:: Provided information ::

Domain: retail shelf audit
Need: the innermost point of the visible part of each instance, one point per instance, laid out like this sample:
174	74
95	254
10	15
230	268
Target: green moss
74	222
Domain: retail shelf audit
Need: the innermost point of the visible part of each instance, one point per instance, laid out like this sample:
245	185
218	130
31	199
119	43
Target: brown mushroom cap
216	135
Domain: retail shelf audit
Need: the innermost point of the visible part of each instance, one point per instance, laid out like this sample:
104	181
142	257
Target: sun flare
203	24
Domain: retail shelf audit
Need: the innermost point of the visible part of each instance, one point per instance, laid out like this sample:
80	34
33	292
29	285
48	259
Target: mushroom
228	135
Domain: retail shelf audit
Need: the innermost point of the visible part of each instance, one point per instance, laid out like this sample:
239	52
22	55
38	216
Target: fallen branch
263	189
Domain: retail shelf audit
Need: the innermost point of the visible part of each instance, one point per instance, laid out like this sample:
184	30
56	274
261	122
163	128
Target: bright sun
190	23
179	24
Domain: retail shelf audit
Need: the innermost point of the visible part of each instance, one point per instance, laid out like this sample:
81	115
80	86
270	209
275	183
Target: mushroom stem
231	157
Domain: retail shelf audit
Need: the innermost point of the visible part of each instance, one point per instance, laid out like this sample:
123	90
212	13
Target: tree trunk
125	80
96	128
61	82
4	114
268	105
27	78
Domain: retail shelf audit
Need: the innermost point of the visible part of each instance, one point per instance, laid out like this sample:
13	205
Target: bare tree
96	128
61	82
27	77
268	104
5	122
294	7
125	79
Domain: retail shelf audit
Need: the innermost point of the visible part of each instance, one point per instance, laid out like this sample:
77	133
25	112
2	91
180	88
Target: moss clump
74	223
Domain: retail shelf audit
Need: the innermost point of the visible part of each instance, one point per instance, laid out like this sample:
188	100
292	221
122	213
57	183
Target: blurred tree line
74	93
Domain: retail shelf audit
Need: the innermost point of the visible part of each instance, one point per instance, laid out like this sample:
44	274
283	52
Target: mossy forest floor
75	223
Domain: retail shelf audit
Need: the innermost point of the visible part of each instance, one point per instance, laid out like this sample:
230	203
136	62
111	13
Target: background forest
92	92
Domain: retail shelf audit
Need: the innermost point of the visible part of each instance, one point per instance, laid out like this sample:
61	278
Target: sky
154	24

:::

• _What you have to do_: Please give an exact copy of every entry.

• _Output for this exercise_:
Domain: retail shelf audit
Need: the innermost point of the visible part of each instance, one point per instance, laid out like this sample:
174	74
95	254
10	15
230	268
Target: green moss
74	222
Domain: retail shelf audit
Need: the innermost point of the visible part of each instance, one point per instance, laid out like this sample:
245	185
218	130
31	199
119	43
Target: brown mushroom cap
216	135
Domain: retail shelf audit
Need: the innermost point of the visible part of each instance, one point per instance, laid out like this sample:
104	181
142	257
Target: sun flare
203	24
Domain: retail shelf audit
Need: the innermost point of the visible part of each instance, one point per instance, laid out like this sample:
80	34
33	292
29	285
48	259
Target: mushroom
228	135
Domain: retail shelf audit
Need: the innermost point of the visible part of each instance, one point per instance, laid out like this sample:
239	52
22	55
38	216
Target: fallen branch
263	189
Domain: retail shelf audit
Need: the innermost point of the visible part of each instance, one point per instance, laid out like this sample:
184	30
56	274
261	122
163	128
Target: bright sun
190	23
179	24
Domain: retail shelf audit
Need: the innermost point of the visible part of each instance, one point per instance, laid out like this sample:
81	115
80	86
270	209
275	183
Target: mushroom stem
231	157
Domain: retail shelf audit
Need: the innermost point of the visible part of each instance, one point per instance, laid out like this sample:
123	90
212	13
Target: tree trunk
125	80
96	128
61	82
4	114
268	105
27	78
Domain: retail shelf audit
Need: the innermost point of the visible part of each instance, one point per instance, laid out like this sample:
13	205
Target: bare tree
96	128
61	82
27	77
268	104
5	122
294	7
125	79
Domain: retail shelf audit
Need: the innermost point of the visible part of each instance, one point per instance, laid out like this sample:
77	133
25	112
2	91
180	88
Target: moss clump
74	223
Domain: retail shelf audit
Need: the innermost point of the visible part of each instance, one point per instance, laid out like this sample:
188	100
292	221
122	213
57	183
Target: blurred tree line
74	93
Domain: retail shelf audit
Need: the innermost point of the visible part of each instance, one point per instance, laid out like this sample:
44	274
283	52
Target: mossy forest floor
75	223
Domain: retail shelf audit
Need: the innermost point of the visible part of each instance, one point per instance, laid out like this sample:
230	203
136	62
111	13
Target: background forest
92	92
Domain: retail shelf audit
Need: the innermost point of the visible part of each instance, one point per instance, laid out like this sample:
61	278
Target: sky
154	24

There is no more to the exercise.